* **What is needed**
Present every line of the listing below as a Markdown table with the columns Row and Line, numbering the rows in order and leaving out any blank lines.

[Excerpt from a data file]
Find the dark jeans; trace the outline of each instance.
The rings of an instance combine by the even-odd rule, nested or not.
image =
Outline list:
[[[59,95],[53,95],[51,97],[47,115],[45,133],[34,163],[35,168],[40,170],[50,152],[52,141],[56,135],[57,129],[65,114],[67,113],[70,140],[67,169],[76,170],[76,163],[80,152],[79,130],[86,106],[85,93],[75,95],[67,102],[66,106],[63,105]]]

* **Solved problem**
| Row | Line |
|---|---|
| 1 | Find the dark jeans; trace the outline of each instance. |
| 2 | The rings of an instance combine by the even-odd rule, nested or not. |
| 3 | image = |
| 4 | Outline list: |
| 5 | [[[59,95],[53,95],[51,97],[47,115],[45,133],[34,163],[35,168],[40,170],[50,152],[52,141],[56,135],[57,129],[65,114],[67,113],[70,140],[67,169],[76,170],[76,163],[80,152],[79,130],[86,106],[85,93],[75,95],[67,102],[66,106],[63,105]]] |